> [Tus tareas]:
[1] Reproduce sin cambios una parte del texto sobre la paz en Colombia: empieza en las palabras que contienen "En el caso de" y detente después de "y depuraciones severas.".
[2] Según el texto sobre la paz en Colombia, ¿cómo afectaron los acuerdos a policías y militares en Guatemala y El Salvador?

En el caso de Colombia las condiciones que llevan a la firma de la paz son totalmente distintas, entre otras razones porque el país ha padecido una violencia más prologada y compleja que incluye insurgencia y crimen. El proceso de paz es posible por el fortalecimiento del Estado, porque los grupos armados ilegales fueron debilitados y porque la fuerza pública se auto-reformó y logró legitimarse frente a la sociedad y ganar un gran reconocimiento social.
En Guatemala y El Salvador policías y militares estaban deslegitimados, no tenían reconocimiento social y por ello los acuerdos los afectaron con reducciones y depuraciones severas.
En Colombia, la sociedad y las instituciones conocen la potencia que puede cobrar la violencia criminal y tienen experiencia en prevenirla y combatirla. Nadie está proponiendo ni reducción de fuerzas, ni abandono de presencia del Estado en el territorio, al contrario, se reconoce el peligro que representa el vacío de autoridad en el postconflicto. Esto no implica que todo será perfecto, pero la sociedad, las fuerzas políticas y las instituciones conocen el riesgo de aumento de la violencia criminal. Por el contrario, en Guatemala y El Salvador, cuando se firmaron los acuerdos, nadie previó lo que está pasando ahora con la seguridad.
En Colombia la paz con las viejas insurgencias es un paso indispensable para mejorar la seguridad de todos los colombianos. Sin duda esta no será una tarea fácil debido a las décadas de ausencia de Estado y a la contaminación de los poderes y la política local con la delincuencia organizada. Sin embargo, el final del conflicto permitirá concentrar fuerzas materiales e intelectuales en el combate a los grupos criminales y en asegurar de manera integral el control del territorio.
¿De verdad es posible un régimen “castrochavista” en Colombia?
Este temor está fundado en la racha de gobiernos de izquierda que ganaron elecciones y han gobernado en la mayoría de países latinoamericanos en los últimos 15 años. En ese escenario se produjo la victoria de Hugo Chávez en Venezuela que, entre otras cosas, permitió prolongar la sobrevivencia del agotado régimen cubano. Hay que señalar que así como no todas las fuerzas de derecha son iguales, tampoco las de izquierda. Si la democracia y el libre mercado son respetados no tienen porque considerarse “peligros” los gobiernos de cualquier signo. Considerar peligro el riesgo de un mal gobierno es una manifestación de intolerancia, porque ese es un riesgo normal de la democracia. Malos gobiernos hay en todas partes y de todas las corrientes de pensamiento. Incluso el llamado “populismo” puede ser de izquierda o derecha. En ese sentido, la posibilidad de que en un futuro una coalición de izquierda democrática gane las elecciones presidenciales en Colombia no constituye un “peligro”. El peligro real es la posición antidemocrática de quienes intentan excluir a la izquierda del espectro político colombiano.

> [Datos proporcionados]:
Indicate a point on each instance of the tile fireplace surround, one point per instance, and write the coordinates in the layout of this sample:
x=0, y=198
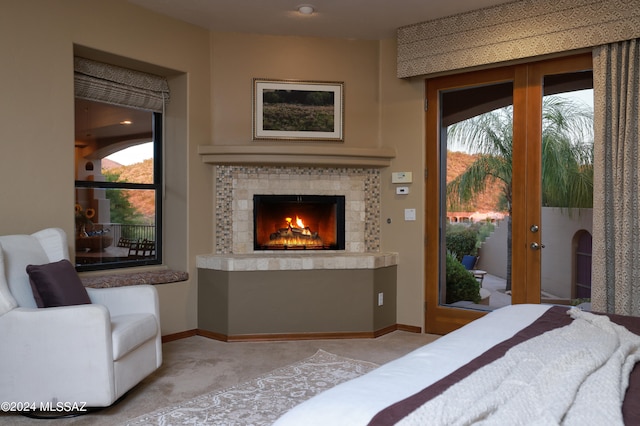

> [Problemas resueltos]:
[1]
En el caso de Colombia las condiciones que llevan a la firma de la paz son totalmente distintas, entre otras razones porque el país ha padecido una violencia más prologada y compleja que incluye insurgencia y crimen. El proceso de paz es posible por el fortalecimiento del Estado, porque los grupos armados ilegales fueron debilitados y porque la fuerza pública se auto-reformó y logró legitimarse frente a la sociedad y ganar un gran reconocimiento social.
En Guatemala y El Salvador policías y militares estaban deslegitimados, no tenían reconocimiento social y por ello los acuerdos los afectaron con reducciones y depuraciones severas.

[2] Los afectaron con reducciones y depuraciones severas.